Hello Susan. I know of nothing for this age group at all. There is very little for any adult, especially the elderly. And even if there was, would your mother accept help? The media present very stigmatising (and incorrect) depictions of Aspergers and it would very hard to educate your mother about the true realities. And what benefit would it really be to her now? If you think she would cope better by simply knowing, that could be so though I am doubtful. My mother was on the spectrum, although she didn't know it, and would never have accepted it, no matter what evidence she was presented with, as her age group (slightly older than your mother) were socialised to considered any mental difference to be personally shameful, and equate "being like that" with institutionalisation and mental illness.

So the issue that this leaves is whether there is support for her that you can arrange for her as an elderly person, (regardless of her neurological status). You will have to be very clear on what kind of support she needs, whether it is household help, personal care, shopping or whatever. The likelihood is that your mother finds change very stressful and her routines are perhaps inflexible to manage that stress, so any support person would need to know of that. Once you have defined her needs - possibly a social worker from a helping agency could do a professional needs assessment - then you will be clearer on what kind of agencies may be able to help once you relocate, and if you are going to be paying, then you can arrange for monthly reports to be sent to you so that you can closely monitor the situation.

If your mother has longstanding neighbours she gets on with, they can provide some social support perhaps; if she is religious, there may be support groups connected through her church congregation or the local ministers may know of support groups for the elderly. If she won't listen to you, is there someone she respects that you could ask to talk to her, a person in her own age group? Arranging help is one thing, getting her to want help is another. Certainly you have your work cut out here.

* Tasks and exercises
(1) Can you copy everything from "So the issue" down to "monitor the situation." in the reply about support for an elderly mother, replacing "social worker" with "case manager"?
(2) Answer these questions on the reply about support for an elderly mother:
(a) What did the writer's mother's age group equate "being like that" with?
(b) Who could possibly do a professional needs assessment?
(c) If the mother is religious, through what may support groups be connected?

* Records shown
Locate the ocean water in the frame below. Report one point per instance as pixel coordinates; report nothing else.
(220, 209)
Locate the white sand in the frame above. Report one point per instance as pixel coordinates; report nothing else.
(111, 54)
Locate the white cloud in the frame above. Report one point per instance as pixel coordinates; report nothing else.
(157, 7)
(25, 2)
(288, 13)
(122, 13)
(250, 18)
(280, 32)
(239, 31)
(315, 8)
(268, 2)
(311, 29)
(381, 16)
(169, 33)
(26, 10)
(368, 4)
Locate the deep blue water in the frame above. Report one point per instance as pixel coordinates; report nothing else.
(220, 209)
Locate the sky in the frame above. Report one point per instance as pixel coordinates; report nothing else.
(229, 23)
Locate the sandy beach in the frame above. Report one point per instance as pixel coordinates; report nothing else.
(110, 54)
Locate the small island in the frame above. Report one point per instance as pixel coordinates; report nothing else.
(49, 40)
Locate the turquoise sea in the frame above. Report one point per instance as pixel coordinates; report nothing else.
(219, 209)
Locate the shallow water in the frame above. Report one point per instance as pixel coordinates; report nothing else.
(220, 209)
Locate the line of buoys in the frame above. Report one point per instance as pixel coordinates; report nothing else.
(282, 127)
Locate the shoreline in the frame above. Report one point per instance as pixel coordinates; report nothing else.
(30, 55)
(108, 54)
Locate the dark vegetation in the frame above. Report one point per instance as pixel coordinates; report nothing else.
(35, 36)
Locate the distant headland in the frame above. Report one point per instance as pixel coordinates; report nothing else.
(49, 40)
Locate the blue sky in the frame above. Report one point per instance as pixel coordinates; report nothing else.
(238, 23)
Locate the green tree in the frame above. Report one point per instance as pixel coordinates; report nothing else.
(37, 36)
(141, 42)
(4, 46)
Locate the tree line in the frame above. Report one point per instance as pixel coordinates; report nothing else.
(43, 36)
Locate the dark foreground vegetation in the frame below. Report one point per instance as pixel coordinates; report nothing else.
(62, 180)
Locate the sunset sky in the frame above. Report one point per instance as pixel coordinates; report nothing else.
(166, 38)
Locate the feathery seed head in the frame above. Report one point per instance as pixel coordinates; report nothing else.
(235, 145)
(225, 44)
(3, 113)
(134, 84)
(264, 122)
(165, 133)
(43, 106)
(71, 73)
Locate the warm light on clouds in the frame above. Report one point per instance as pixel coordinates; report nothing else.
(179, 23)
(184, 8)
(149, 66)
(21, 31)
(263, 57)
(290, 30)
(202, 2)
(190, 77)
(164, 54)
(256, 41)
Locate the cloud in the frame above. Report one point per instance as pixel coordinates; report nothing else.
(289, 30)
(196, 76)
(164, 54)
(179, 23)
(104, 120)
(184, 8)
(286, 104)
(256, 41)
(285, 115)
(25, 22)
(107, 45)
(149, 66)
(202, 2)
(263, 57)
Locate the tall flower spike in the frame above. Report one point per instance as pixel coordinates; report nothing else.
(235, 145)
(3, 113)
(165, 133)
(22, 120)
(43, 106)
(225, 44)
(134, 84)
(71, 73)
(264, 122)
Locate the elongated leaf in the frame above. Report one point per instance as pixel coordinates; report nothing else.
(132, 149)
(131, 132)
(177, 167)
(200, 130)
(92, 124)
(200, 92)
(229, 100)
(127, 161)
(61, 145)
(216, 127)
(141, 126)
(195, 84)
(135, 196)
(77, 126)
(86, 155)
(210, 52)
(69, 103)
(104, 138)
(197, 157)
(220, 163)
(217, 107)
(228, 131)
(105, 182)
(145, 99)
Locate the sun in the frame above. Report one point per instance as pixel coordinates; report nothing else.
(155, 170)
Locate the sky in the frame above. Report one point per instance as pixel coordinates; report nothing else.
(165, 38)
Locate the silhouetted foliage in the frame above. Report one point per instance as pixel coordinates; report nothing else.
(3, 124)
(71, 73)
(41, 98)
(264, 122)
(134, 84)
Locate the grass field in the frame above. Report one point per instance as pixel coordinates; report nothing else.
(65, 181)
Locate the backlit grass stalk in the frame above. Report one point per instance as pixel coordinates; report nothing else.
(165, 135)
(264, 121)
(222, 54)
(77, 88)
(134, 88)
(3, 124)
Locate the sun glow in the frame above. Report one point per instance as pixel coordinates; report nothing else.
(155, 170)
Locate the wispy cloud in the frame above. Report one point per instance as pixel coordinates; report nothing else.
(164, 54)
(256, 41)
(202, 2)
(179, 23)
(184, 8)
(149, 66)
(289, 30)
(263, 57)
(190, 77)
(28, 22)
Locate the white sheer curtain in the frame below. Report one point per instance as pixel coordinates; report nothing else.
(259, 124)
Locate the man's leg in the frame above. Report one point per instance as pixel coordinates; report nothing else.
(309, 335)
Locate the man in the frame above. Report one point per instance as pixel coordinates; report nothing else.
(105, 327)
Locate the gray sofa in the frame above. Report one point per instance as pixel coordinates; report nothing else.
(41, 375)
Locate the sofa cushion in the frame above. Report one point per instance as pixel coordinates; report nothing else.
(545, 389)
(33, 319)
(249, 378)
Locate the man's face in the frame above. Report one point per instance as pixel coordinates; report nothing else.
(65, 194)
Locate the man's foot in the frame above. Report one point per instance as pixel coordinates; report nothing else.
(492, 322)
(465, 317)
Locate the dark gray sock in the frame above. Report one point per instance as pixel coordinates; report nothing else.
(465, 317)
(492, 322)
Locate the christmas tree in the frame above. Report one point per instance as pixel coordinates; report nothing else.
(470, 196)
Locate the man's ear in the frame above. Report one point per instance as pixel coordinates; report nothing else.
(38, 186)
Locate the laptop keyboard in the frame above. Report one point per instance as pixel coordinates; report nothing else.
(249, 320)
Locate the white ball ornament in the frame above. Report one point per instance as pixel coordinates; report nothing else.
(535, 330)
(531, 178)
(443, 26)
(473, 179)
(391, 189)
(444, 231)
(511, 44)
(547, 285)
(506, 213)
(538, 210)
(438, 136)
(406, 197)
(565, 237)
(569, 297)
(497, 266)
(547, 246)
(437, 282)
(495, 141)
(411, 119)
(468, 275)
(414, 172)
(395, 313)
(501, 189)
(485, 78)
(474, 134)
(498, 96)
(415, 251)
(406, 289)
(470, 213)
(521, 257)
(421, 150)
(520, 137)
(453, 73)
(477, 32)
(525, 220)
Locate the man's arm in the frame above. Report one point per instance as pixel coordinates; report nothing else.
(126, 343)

* Solution set
(1)
So the issue that this leaves is whether there is support for her that you can arrange for her as an elderly person, (regardless of her neurological status). You will have to be very clear on what kind of support she needs, whether it is household help, personal care, shopping or whatever. The likelihood is that your mother finds change very stressful and her routines are perhaps inflexible to manage that stress, so any support person would need to know of that. Once you have defined her needs - possibly a case manager from a helping agency could do a professional needs assessment - then you will be clearer on what kind of agencies may be able to help once you relocate, and if you are going to be paying, then you can arrange for monthly reports to be sent to you so that you can closely monitor the situation.

(2)
(a) Institutionalisation and mental illness.
(b) A social worker from a helping agency.
(c) Her church congregation.